> [Goal]
Reproduce every one of the rows below word for word, leaving nothing out and changing nothing.

> [Task data]
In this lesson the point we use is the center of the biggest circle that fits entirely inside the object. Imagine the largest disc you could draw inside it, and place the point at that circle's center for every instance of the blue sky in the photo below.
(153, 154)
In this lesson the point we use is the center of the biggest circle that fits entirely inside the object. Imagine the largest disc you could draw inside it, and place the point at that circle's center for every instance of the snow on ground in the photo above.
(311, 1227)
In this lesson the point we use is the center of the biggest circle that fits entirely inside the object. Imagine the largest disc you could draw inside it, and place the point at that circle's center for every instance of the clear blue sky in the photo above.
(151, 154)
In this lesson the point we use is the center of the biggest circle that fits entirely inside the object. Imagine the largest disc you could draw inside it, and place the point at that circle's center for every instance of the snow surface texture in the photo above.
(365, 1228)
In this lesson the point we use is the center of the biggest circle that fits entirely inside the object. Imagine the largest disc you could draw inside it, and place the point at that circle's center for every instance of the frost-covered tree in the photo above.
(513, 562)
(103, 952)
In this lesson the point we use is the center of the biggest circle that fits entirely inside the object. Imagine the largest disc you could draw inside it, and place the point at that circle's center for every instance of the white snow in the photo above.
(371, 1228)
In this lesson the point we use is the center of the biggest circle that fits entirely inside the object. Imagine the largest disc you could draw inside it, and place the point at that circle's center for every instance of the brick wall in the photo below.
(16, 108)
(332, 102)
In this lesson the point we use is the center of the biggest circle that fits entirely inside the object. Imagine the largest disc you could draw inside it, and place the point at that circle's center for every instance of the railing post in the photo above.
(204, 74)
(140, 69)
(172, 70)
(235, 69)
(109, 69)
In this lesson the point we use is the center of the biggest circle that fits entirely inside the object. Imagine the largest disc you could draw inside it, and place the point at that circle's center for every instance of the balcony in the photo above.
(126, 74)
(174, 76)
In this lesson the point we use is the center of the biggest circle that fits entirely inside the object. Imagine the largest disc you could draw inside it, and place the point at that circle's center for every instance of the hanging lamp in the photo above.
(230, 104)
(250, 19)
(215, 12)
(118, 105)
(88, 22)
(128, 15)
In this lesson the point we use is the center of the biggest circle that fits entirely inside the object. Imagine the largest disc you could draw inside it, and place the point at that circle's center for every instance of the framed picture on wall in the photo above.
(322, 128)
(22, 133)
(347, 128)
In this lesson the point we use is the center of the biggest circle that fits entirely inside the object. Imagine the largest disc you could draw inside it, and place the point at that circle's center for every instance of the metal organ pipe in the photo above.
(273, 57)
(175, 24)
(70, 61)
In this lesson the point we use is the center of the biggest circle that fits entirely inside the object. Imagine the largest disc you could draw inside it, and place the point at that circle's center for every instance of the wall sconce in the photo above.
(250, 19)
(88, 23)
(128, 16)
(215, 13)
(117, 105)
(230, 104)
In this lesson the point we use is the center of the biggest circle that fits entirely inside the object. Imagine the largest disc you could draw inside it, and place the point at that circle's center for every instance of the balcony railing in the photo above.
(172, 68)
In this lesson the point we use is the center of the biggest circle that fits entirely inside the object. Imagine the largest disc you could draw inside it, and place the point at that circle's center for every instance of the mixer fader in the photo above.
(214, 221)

> [Answer to this exercise]
In this lesson the point we use is the center of the biggest circle that fits entirely inside the object. Imagine the largest disc you could draw inside it, and place the point at that circle's center for every instance of the blue sky in the photo below.
(153, 154)
In this lesson the point we use is the center of the biggest circle that fits entirely inside the object. Imagine the largest disc you could draw inside it, and place the point at that circle's center for every instance of the snow on ground in the photo above.
(311, 1227)
In this lesson the point we use is the center of the biggest circle that fits entirely inside the object. Imagine the largest disc you could draw inside it, and place the point at that circle's center for every instance of the clear blue sky in the photo above.
(151, 154)
In this lesson the point we use is the center of the biggest circle that fits entirely inside the object. Imagine the largest disc you could draw inside it, and place the point at that circle's center for every instance of the snow surface texture in the photo above.
(365, 1228)
In this lesson the point we use is the center of the biggest circle that fits entirely inside the object. Imagine the largest disc you could draw inside it, and place the point at that circle's center for every instance of the frost-covered tree in the photo above.
(513, 562)
(103, 952)
In this lesson the point we use is the center of the biggest circle that fits entirely inside the object. Imagine the largest disc you could draw inside it, and place the point at that circle's center for every instance of the white snow in the photo above.
(371, 1228)
In this lesson the point we use is the center of the biggest circle that fits entirely inside the object. Imagine the largest disc you could draw inside it, and place the point at that circle's center for every instance of the brick wall in the photo below.
(16, 108)
(332, 102)
In this lesson the point we use is the center of the biggest circle that fits entirely inside the object. Imagine the largest disc you could draw inside it, and place the point at that circle's center for every instance of the railing post in the photo above.
(204, 74)
(140, 69)
(172, 70)
(235, 69)
(109, 69)
In this lesson the point we use is the center of the biggest circle that fits entirely inside the object. Imagine the largest disc you could draw inside it, and place the point at that circle's center for every instance of the balcony in the photo above.
(126, 74)
(174, 76)
In this lesson the point we use is the center of the biggest circle that fits entirely inside the object. Imagine the largest disc you could draw inside it, and place the point at that circle's center for every instance of the hanging lamp in the photo above.
(230, 104)
(250, 19)
(215, 12)
(118, 105)
(88, 22)
(128, 15)
In this lesson the point we use is the center of the biggest circle that fits entirely inside the object. Imagine the largest disc you could draw inside it, and place the point at that circle's center for every instance of the framed picture on wall in the photo above.
(322, 128)
(22, 133)
(347, 128)
In this lesson the point we use is the center of the biggest circle that fits entirely inside the object. Imagine the largest disc you could draw inside it, and place the point at that circle's center for every instance of the metal organ pipe in the photo above.
(273, 57)
(175, 24)
(70, 61)
In this lesson the point we use is the center of the biggest circle that fits entirely inside the object. Imagine the largest disc you could draw inside it, and place the point at that circle's center for every instance of the wall sconce in the photo above.
(250, 19)
(88, 23)
(128, 16)
(215, 13)
(117, 105)
(230, 104)
In this lesson the point we use is the center of the biggest circle that fits entirely inside the object. Imagine the largest disc you could draw inside it, and place the point at that circle's center for every instance of the balcony railing in the photo above.
(172, 68)
In this lesson the point we use is the center of the biggest circle that fits entirely inside the object. Imagine the largest disc you could draw inside it, and place the point at that circle's center for every instance of the mixer fader in the photo above.
(214, 221)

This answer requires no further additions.